[Tasks and exercises]:
• A. Decide whether each statement below agrees with the passage on diet and cholesterol. Answer yes or no for each one and quote the words from the passage that settle it.
(i) The liver is the main part of the body that makes cholesterol, at roughly 1,000 milligrams a day.
(ii) Nuts and seeds are a dietary source of cholesterol.
(iii) The stated goal is to keep bad cholesterol under 140 mg/dl.
• B. According to the passage on diet and cholesterol, which fats should be used in small amounts for cooking?
• C. Carry on the passage on diet and cholesterol, starting after its final sentence.

[Passage to read]:
==================================================

Avoid sweet, sour and salty foods. This doesn’t just mean sugar, but also sweet grains like wheat, rice, pasta, and breads, along with sweet milk products. Sour foods include not only lemons and other sour fruits, but yogurt, cheese, tomatoes and vinegar, which is found in salad dressings, ketchup, mustard and pickles.

Cook your food and eat it warm as this also helps counteract the cool, earthy Kapha dosha. Avoid bad fats (saturated fats and transfats), and cook with small amounts of ghee or olive oil.

Setting our goal

Healthy values of HDL is over 40 – 50 mg/dl and LDL is below 140 – 150 mg/dl. So our goal is to keep the bad cholesterol below 140mg/dl and good cholesterol above 50mg/dl.

Sources of cholesterol

People get cholesterol in two ways.

1.  The body – mainly the liver – produces varying amounts, usually about 1,000 milligrams a day.       that is three to four times more cholesterol than you may eat.
2.  Various foods – saturated fatty acids are the main culprit in raising blood cholesterol. Trans fats also raise blood cholesterol. But dietary cholesterol also plays a part. Foods from animals (especially egg yolks, meat, poultry, fish, seafood and whole-milk dairy products) contain it.  Foods from plants (fruits, vegetables, grains, nuts and seeds) don’t contain cholesterol.

==================================================

[Data supplied]:
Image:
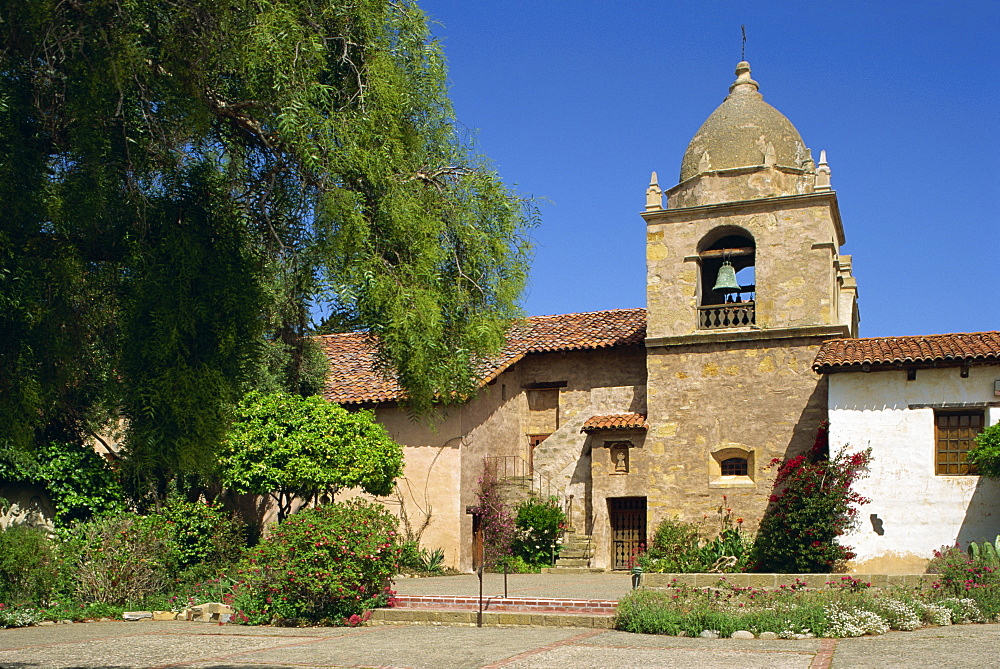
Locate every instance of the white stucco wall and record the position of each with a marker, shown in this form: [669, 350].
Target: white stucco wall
[920, 511]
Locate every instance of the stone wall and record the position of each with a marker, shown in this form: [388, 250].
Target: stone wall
[797, 261]
[759, 397]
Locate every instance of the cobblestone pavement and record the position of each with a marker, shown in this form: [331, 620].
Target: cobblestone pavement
[182, 644]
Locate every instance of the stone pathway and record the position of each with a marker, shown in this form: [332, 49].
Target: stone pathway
[149, 644]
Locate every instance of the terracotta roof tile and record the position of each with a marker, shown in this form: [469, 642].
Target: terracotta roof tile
[622, 421]
[354, 377]
[838, 355]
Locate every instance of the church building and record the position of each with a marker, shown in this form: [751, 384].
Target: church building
[635, 415]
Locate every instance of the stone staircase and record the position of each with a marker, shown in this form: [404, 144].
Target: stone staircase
[575, 556]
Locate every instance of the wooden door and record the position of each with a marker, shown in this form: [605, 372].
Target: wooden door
[628, 529]
[477, 541]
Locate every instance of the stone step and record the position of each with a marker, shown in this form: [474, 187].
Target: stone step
[572, 570]
[497, 603]
[490, 618]
[572, 562]
[571, 552]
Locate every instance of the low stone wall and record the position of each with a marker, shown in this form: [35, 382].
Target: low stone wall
[817, 581]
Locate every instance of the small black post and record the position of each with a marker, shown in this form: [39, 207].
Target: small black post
[636, 576]
[479, 616]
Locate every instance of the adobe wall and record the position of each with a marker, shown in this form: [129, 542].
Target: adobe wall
[598, 382]
[609, 481]
[760, 397]
[913, 511]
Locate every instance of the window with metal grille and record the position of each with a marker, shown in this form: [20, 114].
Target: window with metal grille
[955, 435]
[734, 467]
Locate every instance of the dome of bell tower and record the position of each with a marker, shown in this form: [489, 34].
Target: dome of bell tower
[744, 131]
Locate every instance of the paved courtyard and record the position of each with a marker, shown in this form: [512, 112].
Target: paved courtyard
[181, 644]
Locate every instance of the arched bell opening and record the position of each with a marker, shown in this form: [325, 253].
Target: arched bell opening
[728, 287]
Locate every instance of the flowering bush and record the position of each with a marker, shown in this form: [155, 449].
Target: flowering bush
[849, 622]
[29, 566]
[539, 524]
[811, 506]
[118, 559]
[964, 576]
[324, 564]
[498, 523]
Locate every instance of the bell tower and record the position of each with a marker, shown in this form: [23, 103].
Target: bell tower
[749, 197]
[744, 282]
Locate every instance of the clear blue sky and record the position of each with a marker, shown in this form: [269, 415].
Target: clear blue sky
[576, 102]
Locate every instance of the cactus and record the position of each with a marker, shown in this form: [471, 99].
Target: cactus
[985, 552]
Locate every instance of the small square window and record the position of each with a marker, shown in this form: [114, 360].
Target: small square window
[734, 467]
[955, 433]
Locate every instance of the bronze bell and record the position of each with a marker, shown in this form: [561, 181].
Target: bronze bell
[726, 282]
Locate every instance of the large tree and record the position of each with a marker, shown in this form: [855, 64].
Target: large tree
[303, 448]
[179, 179]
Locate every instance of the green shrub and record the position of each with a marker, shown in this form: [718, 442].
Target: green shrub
[79, 482]
[414, 559]
[539, 524]
[674, 548]
[29, 566]
[118, 560]
[515, 564]
[409, 556]
[648, 612]
[201, 535]
[329, 564]
[984, 457]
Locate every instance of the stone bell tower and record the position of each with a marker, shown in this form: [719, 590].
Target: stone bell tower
[744, 281]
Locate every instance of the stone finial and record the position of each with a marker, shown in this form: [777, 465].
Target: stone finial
[743, 83]
[654, 196]
[705, 164]
[822, 173]
[808, 164]
[770, 155]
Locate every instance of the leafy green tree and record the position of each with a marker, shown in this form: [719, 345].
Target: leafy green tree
[80, 483]
[180, 180]
[292, 447]
[985, 455]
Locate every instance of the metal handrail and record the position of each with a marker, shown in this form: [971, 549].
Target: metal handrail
[515, 469]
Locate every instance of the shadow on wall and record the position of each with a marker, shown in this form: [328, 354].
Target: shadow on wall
[582, 474]
[982, 516]
[804, 435]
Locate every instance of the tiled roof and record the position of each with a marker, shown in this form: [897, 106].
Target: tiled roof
[621, 421]
[354, 378]
[840, 355]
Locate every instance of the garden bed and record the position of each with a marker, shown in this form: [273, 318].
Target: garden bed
[796, 606]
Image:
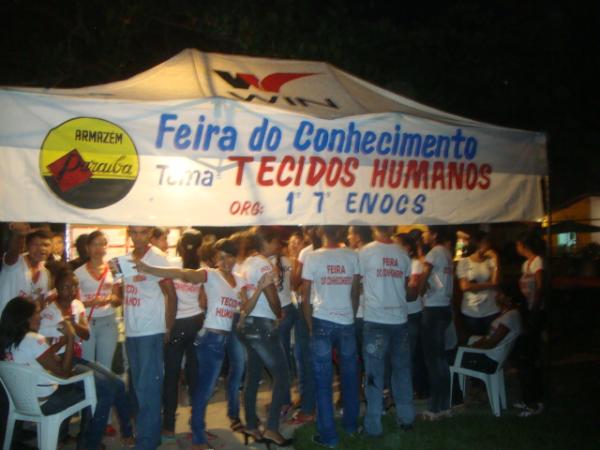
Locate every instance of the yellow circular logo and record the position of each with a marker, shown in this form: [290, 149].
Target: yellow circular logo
[90, 163]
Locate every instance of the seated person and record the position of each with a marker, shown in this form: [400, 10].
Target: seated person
[110, 389]
[21, 343]
[505, 328]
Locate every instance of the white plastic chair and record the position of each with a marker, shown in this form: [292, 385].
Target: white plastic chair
[494, 382]
[20, 383]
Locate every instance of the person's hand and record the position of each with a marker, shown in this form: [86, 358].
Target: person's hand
[491, 254]
[266, 280]
[140, 266]
[294, 247]
[102, 301]
[19, 228]
[66, 328]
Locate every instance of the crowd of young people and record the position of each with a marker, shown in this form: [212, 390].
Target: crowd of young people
[373, 303]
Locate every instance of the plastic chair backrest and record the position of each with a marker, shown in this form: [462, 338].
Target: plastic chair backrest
[504, 350]
[20, 382]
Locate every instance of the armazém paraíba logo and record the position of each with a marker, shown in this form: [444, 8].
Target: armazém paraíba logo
[89, 162]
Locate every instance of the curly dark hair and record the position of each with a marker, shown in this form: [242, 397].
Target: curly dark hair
[14, 323]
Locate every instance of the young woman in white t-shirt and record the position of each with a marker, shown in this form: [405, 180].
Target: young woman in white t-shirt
[436, 289]
[100, 295]
[411, 242]
[225, 291]
[21, 343]
[110, 389]
[505, 328]
[188, 321]
[530, 246]
[478, 277]
[259, 333]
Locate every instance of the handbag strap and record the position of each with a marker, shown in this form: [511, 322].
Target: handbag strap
[103, 277]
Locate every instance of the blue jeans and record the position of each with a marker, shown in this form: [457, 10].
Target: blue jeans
[210, 352]
[237, 362]
[433, 329]
[181, 343]
[327, 336]
[290, 317]
[306, 379]
[110, 390]
[101, 345]
[263, 349]
[378, 340]
[418, 371]
[145, 356]
[478, 326]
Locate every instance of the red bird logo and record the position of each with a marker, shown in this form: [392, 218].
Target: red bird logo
[270, 83]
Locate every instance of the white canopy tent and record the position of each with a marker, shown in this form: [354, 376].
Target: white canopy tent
[212, 139]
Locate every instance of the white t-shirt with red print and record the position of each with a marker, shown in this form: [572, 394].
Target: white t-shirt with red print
[252, 271]
[527, 280]
[331, 272]
[223, 300]
[144, 302]
[283, 282]
[511, 319]
[416, 271]
[91, 286]
[187, 294]
[479, 303]
[27, 352]
[384, 268]
[52, 316]
[441, 281]
[16, 280]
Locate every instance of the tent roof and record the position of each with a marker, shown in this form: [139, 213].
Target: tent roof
[318, 89]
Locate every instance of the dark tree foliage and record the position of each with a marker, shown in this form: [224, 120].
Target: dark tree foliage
[523, 64]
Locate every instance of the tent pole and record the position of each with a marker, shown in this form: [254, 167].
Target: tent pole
[548, 291]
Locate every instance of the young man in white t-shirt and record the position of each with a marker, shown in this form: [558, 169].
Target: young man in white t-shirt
[333, 273]
[150, 304]
[385, 270]
[24, 274]
[436, 289]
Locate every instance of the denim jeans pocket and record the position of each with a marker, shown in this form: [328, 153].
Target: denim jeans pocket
[374, 343]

==================================================

[Expected outputs]:
• A.
(i) Yes: "The body – mainly the liver – produces varying amounts, usually about 1,000 milligrams a day."
(ii) No: "Foods from plants (fruits, vegetables, grains, nuts and seeds) don’t contain cholesterol."
(iii) Yes: "So our goal is to keep the bad cholesterol below 140mg/dl and good cholesterol above 50mg/dl."

• B. Ghee or olive oil.

• C.
Strategies to lower LDL and improve HDL

Ayurveda suggests that a disciplined diet and exercise plan can help us achieve our goal.

Here are a few time tested measures that can bring your high cholesterol levels to normal and keep it that way.

  1. Do regular exercise like walking – for an hour. Regular physical itself increases HDL cholesterol in some people.
  2. Do deep breathing exercise for 15minutes daily. It helps refresh your system and is an effective destress technique too.
  3. Drink 6 – 8 glasses of water daily
  4. Quit smoking. Smoking lowers HDL cholesterol levels and increases the tendency for blood to clot.
  5. Start your day with fresh fruits and high soluble fibre grains such as oats.
  6. Eat plenty of vegetables, dried beans or legumes and seafood especially fatty fish like salmon, mackerel, sardine and tuna. Oysters, clams and mussels are also beneficial in lowering LDL and boosting HDL.
  7. Minimize all animal fats including those in dairy and dairy products
  8. Restrict omega 6 vegetable oils like corn and safflower
  9. Take enough good fat in foods, don’t avoid fat. Olive oil, rapeseed oil, sesame oil etc are healthy.
  10. Make sure to eat lots of antioxidant compounds concentrated in fruits [especially citrus fruits, strawberries, apple etc.] nuts [especially almonds and walnut] and vegetables like carrots, broccoli and spinach.
  11. Take grilled garlic – one or two small cloves – daily with your main meal. Half a raw onion juice daily is beneficial in boosting HDL.
  12. Turmeric and Curry leaves are mentioned as having cholesterol lowering properties and may be added when preparing various dishes.
  13. Drink water boiled with 2 tsp coriander seed twice daily. It reduces cholesterol, improves digestion and flushes out toxins.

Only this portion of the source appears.